TASK PROMPT |
Reproduce every line of the records below, including the requests, and shift each bounding-box coordinate in the answers by -102. Omit the pictures from the output.

::: EXTRACTED INFORMATION

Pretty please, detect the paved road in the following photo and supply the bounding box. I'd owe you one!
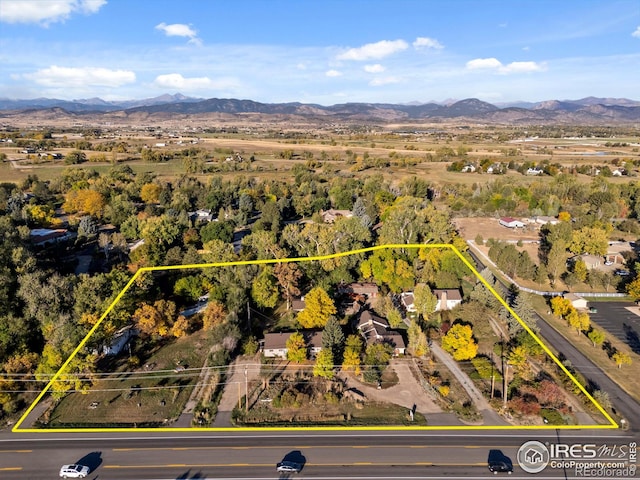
[536,315,640,432]
[589,301,640,354]
[0,430,638,480]
[469,242,640,432]
[430,343,509,425]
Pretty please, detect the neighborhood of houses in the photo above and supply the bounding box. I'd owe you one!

::::::

OUTPUT FOR THIS EXERCISE |
Pretty please, detect the paved road in the following photo and supply the bounding box. I'd owe you one!
[434,213,538,330]
[487,199,538,252]
[-102,328,536,378]
[367,140,538,330]
[328,241,407,323]
Pretty please, detect the neighborhood of houses in the photo above and supply the bounding box. I'd owe you one!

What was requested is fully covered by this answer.